_Stated problem A:_ Using the Adweek column below, list every aim that today's methodologies and processes are said to attempt.
_Stated problem B:_ According to the Adweek column below, who was credited as the first person to pair a copywriter and art director together?

_Provided passage:_
+ + +

My latest Adweek column is out. It's titled, "Is it time to phase out the creative function? Why departments and dynamic duos no longer get the job done."
Here's the text:
For too long now, I (and I suspect you as well) have been troubled by the dearth (or death) of creativity in the industry. I've said it before, but "creativity sucks." Well, it does.
What's your favorite commercial of all time? Does it not trouble you that it's from 1984 or earlier? How about the new marketing offerings online? Or as I like to call it these days, "traditional interactive."
Legendary creative director Bill Bernbach was credited as the person who first paired a copywriter and art director together. It was cutting edge at the time. Innovative. Bold. Relevant.
But today, when it comes to methodologies and processes that attempt to surprise, delight, "tell stories" and, oh yes, sell stuff to people, not much has changed.
Bernbach would be turning in his grave at the state of the union right now. He's the rebel who said, "Safe advertising is the riskiest advertising of all," and for some reason, none of us are paying attention.

+ + +

Object detection data

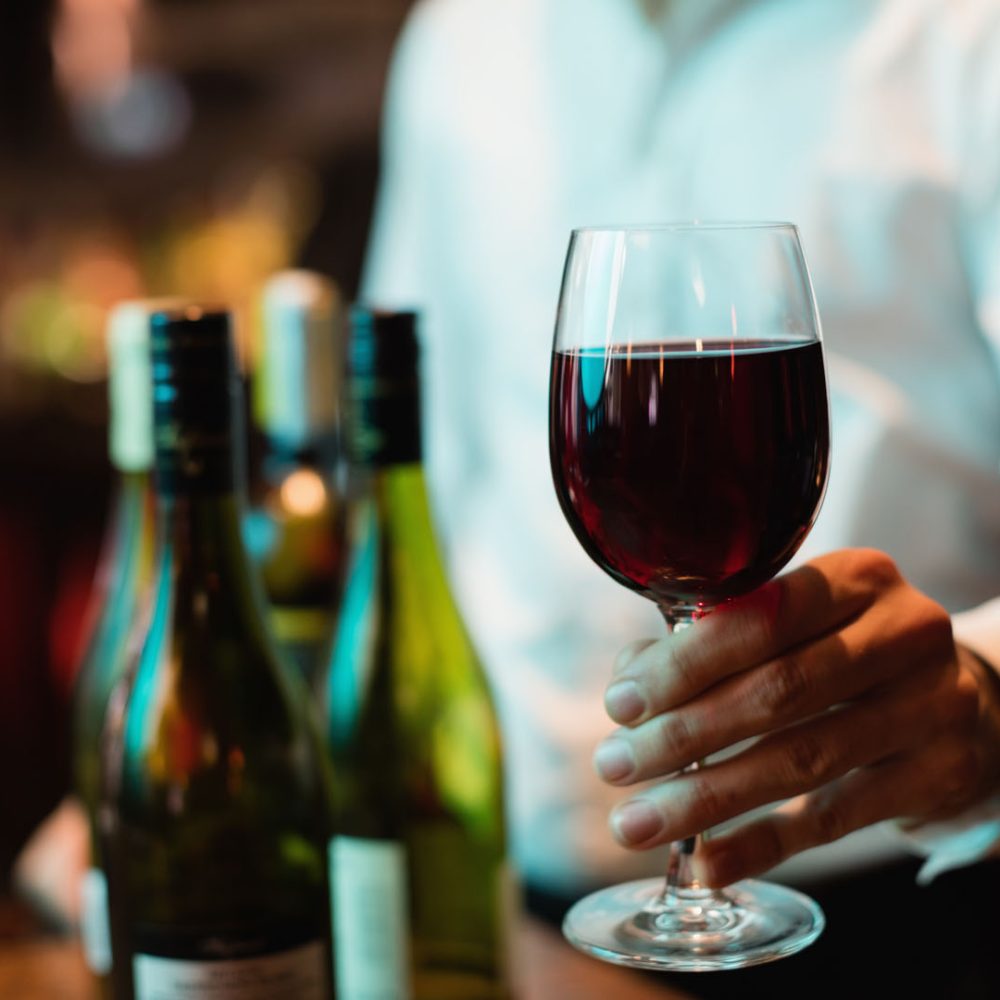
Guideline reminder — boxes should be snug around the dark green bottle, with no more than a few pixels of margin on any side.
[319,309,512,1000]
[73,300,155,977]
[245,270,345,682]
[101,307,331,1000]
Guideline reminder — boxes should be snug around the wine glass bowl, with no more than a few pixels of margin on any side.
[549,223,830,969]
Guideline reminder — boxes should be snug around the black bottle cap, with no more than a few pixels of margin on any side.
[150,306,239,494]
[344,305,421,466]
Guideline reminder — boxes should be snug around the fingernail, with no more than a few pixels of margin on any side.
[604,681,646,724]
[594,736,635,781]
[611,799,663,844]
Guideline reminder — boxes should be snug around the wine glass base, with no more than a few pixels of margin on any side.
[563,878,826,972]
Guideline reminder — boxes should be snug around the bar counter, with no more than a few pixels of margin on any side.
[0,902,691,1000]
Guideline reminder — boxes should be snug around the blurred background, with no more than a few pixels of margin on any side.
[0,0,412,890]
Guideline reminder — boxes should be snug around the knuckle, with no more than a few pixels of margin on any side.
[756,654,812,722]
[655,712,698,770]
[909,591,955,659]
[809,794,851,844]
[943,743,982,803]
[669,637,700,693]
[690,774,738,828]
[849,549,902,593]
[784,733,832,789]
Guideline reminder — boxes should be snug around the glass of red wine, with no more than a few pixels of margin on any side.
[549,222,830,971]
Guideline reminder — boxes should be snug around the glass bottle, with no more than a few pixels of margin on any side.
[101,306,331,1000]
[319,308,510,1000]
[245,270,345,681]
[72,300,162,977]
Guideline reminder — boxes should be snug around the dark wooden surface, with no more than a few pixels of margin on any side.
[0,903,690,1000]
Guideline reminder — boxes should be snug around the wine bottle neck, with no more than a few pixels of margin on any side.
[159,492,253,593]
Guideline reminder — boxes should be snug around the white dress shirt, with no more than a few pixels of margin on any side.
[364,0,1000,891]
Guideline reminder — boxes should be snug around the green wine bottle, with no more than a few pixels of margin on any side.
[101,307,331,1000]
[72,300,162,977]
[318,308,510,1000]
[245,270,345,681]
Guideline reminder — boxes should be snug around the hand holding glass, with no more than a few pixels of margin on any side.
[549,223,829,970]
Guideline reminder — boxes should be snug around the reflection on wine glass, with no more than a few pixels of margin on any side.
[549,223,829,970]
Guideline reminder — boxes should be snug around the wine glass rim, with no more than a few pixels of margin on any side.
[572,219,798,235]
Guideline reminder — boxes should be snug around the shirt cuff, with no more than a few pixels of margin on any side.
[893,598,1000,885]
[893,796,1000,885]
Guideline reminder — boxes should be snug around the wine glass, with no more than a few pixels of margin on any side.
[549,222,829,971]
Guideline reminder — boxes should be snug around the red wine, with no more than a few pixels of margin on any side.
[550,340,829,606]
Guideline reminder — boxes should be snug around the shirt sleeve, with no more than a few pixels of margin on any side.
[894,9,1000,885]
[361,4,435,309]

+ + +

_Final answer A:_ surprise, delight, "tell stories", sell stuff to people

_Final answer B:_ Bill Bernbach